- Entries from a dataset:

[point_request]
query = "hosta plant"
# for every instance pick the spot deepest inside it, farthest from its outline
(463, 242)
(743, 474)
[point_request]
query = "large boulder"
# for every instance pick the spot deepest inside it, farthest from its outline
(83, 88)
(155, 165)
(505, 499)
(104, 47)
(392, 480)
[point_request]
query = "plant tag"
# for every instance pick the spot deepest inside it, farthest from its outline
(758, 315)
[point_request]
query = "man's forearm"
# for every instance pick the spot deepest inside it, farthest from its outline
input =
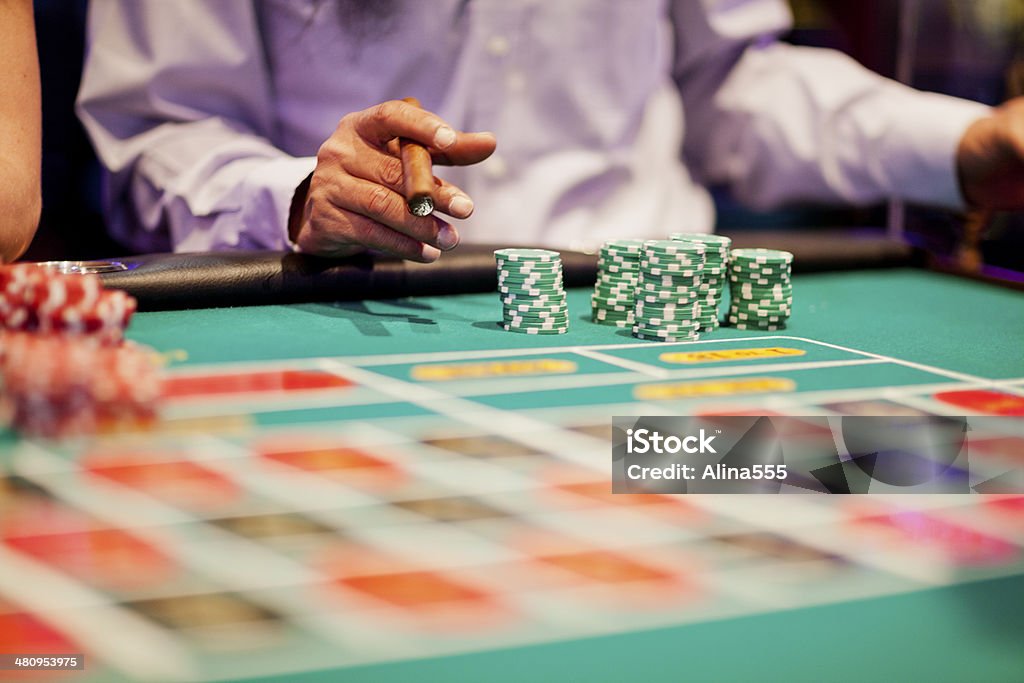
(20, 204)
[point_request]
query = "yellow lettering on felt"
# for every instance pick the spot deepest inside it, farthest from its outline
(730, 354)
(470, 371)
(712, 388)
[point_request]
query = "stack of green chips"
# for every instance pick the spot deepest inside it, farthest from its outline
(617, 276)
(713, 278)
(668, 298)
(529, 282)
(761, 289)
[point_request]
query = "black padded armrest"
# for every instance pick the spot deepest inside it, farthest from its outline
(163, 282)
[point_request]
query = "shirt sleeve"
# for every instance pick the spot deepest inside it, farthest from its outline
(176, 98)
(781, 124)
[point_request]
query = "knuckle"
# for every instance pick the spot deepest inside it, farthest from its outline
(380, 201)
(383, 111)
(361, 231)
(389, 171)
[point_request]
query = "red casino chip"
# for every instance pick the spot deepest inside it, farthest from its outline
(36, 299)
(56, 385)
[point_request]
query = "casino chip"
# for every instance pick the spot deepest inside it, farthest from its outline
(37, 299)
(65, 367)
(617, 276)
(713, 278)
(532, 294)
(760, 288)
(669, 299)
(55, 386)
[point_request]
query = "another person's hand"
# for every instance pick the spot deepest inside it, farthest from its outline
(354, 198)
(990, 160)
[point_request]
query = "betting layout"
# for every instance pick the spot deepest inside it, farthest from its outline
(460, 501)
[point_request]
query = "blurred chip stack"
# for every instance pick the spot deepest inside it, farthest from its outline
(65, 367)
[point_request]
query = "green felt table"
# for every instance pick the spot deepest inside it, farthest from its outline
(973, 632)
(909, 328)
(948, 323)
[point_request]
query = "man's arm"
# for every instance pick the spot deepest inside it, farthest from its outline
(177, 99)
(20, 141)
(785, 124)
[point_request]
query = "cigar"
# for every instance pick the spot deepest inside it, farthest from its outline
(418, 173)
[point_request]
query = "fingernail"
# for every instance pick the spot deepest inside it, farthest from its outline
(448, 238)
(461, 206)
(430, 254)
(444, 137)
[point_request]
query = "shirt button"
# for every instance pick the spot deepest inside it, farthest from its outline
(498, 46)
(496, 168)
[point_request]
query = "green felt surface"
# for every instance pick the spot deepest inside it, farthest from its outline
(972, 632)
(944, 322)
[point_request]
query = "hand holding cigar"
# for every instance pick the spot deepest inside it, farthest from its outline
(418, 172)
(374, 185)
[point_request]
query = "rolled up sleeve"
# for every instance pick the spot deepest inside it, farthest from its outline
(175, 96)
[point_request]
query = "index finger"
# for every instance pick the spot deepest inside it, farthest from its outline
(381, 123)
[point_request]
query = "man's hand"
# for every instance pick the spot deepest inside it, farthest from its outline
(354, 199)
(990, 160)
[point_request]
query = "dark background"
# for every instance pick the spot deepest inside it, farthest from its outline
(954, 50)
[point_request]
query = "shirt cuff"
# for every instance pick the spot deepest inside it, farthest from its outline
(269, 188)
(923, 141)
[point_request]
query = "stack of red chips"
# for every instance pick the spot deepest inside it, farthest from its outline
...
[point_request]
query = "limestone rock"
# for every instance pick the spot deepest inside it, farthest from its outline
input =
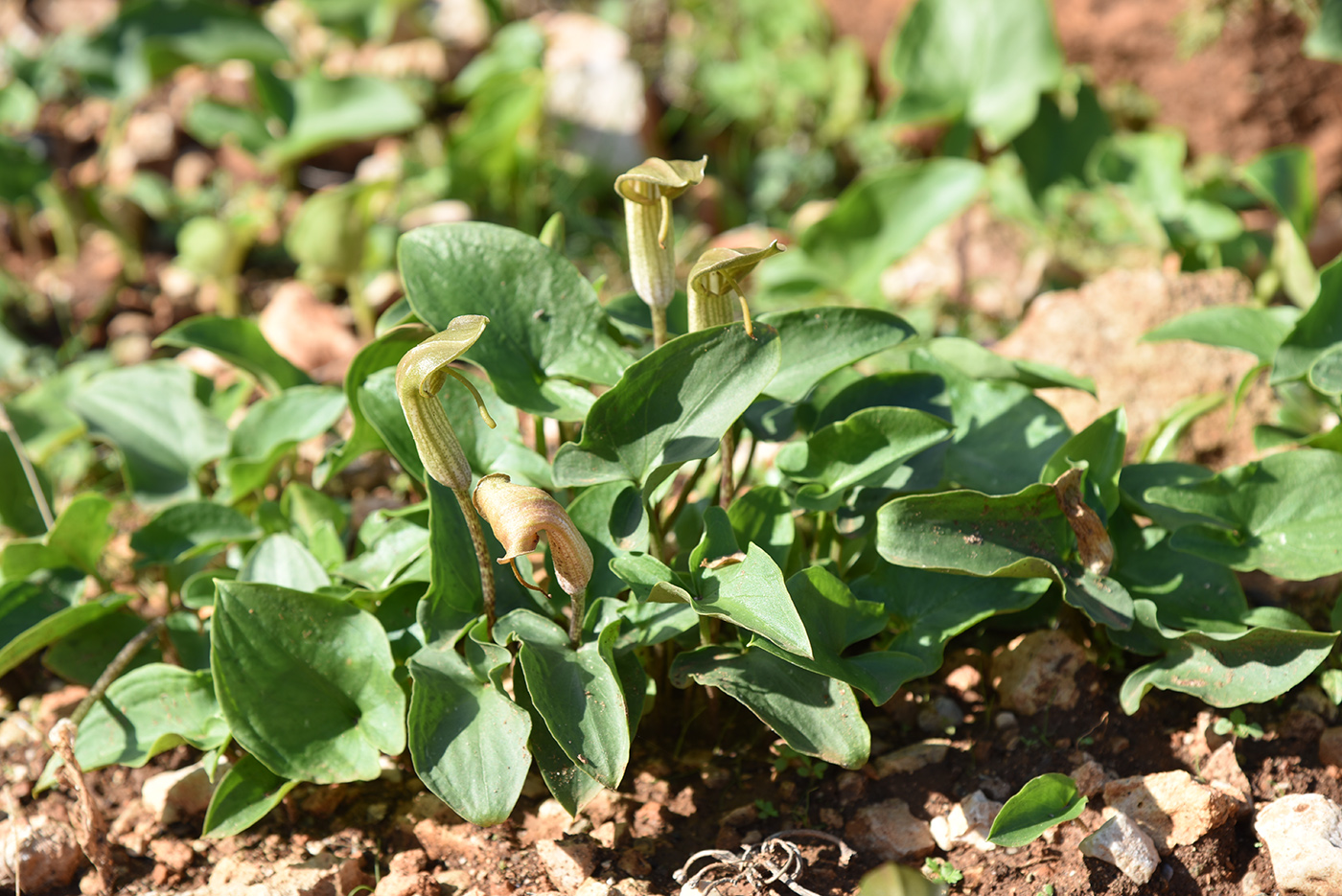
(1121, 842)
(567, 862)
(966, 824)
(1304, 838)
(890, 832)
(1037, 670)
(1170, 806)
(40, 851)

- Directions for this task: Count the lines above that contain the string "sleeve", treating uppercase and lowercase as different. Give only the number.

- Task output: 2